* [SUPPLIED TEXT]
Tuesday, June 26, 2018

Guest Blogger, Konrad Tademar, Spotlights the Poetry of Arseny Alexandrovich Tarkovsky



111 years ago, Arseny Alexandrovich Tarkovsky (Арсе́ний Алекса́ндрович Тарко́вский) was born in the city of Yelisavetgrad (present day: Kropyvnytskyi, Ukraine) - he was the son of Aleksander Tarkowski, a Polish nobleman settled in Russia and a Russian dancer Maria Danilovna Rachkovskaya. His son was Andrei Tarkovsky - the famed Russian Film director of the Soviet Era who directed Andrei Rublev (1966) and Solaris (1972).
Arseny Tarkovsky was a Poet, by many accounts one of the greatest poets of the Russian language in the 20th century. His beloved son died before he did. His son used many of his father's poems in his films, in many places in the film Mirror (1975) and Nostalghia (1983) the whole narrative is written by Arseny.
In reading Andrei Tarkovsky's letters and scripts as well as his interviews, one gets the sense that his father was an enormous influence on him. He shaped his mind and soul into the spiritual force of unrepentant sentimentalism that his art would become. Rejecting that dry Western detachment and objectivity that have become the hallmark of modernity, his soul bled, and his heart beat like a war drum, and he passed on that blood and war into his son's heart and soul. In watching Andrei Tarkovsky's films, in reading his scripts, one finds oneself walking along an empty Russian path with Arseny Tarkovsky - and with the ghosts of all the Russias acrosss all the ages.
He died on May 27, 1989 - 29 months (about 2 and half years) after his son died (1932-1986) in self -imposed exile from the Soviet State they both detested with a passion only a poet and a film director can breathe. I fell in love with Andrei Tarkovsky's films in great part because I fell in love with Arseny Tarkovsky's poetry. He invaded my dreams, he entered into my soul.

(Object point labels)
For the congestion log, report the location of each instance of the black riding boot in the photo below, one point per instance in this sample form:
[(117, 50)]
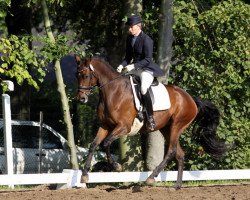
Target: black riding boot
[(149, 110)]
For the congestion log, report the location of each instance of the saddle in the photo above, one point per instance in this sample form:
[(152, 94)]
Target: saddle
[(158, 93), (137, 84)]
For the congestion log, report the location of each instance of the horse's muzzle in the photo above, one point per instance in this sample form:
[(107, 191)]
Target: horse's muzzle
[(82, 97)]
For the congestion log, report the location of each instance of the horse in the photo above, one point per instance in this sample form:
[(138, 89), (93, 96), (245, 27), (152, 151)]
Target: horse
[(117, 111)]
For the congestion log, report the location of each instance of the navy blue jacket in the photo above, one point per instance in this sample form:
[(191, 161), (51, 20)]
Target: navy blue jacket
[(142, 54)]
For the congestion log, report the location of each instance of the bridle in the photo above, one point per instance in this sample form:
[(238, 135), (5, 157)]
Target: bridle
[(92, 74)]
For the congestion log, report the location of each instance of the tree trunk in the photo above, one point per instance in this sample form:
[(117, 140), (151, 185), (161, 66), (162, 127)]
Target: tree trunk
[(155, 143), (18, 22), (61, 90), (165, 38)]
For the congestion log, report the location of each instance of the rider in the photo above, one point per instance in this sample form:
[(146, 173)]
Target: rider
[(138, 61)]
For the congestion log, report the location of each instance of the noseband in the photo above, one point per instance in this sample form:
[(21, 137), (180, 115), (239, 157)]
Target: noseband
[(88, 88), (91, 88)]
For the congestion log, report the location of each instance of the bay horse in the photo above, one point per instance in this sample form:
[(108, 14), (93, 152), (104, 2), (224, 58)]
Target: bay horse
[(117, 111)]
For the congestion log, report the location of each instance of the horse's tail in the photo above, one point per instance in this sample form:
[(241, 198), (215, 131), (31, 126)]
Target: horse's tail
[(205, 126)]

* [REQUIRED TASK]
Retype the Tarkovsky blog post word for word, starting at "Guest Blogger, Konrad" and ending at "written by Arseny.". The entries have no connection to the blog post about Arseny Tarkovsky.

* [RESULT BELOW]
Guest Blogger, Konrad Tademar, Spotlights the Poetry of Arseny Alexandrovich Tarkovsky



111 years ago, Arseny Alexandrovich Tarkovsky (Арсе́ний Алекса́ндрович Тарко́вский) was born in the city of Yelisavetgrad (present day: Kropyvnytskyi, Ukraine) - he was the son of Aleksander Tarkowski, a Polish nobleman settled in Russia and a Russian dancer Maria Danilovna Rachkovskaya. His son was Andrei Tarkovsky - the famed Russian Film director of the Soviet Era who directed Andrei Rublev (1966) and Solaris (1972).
Arseny Tarkovsky was a Poet, by many accounts one of the greatest poets of the Russian language in the 20th century. His beloved son died before he did. His son used many of his father's poems in his films, in many places in the film Mirror (1975) and Nostalghia (1983) the whole narrative is written by Arseny.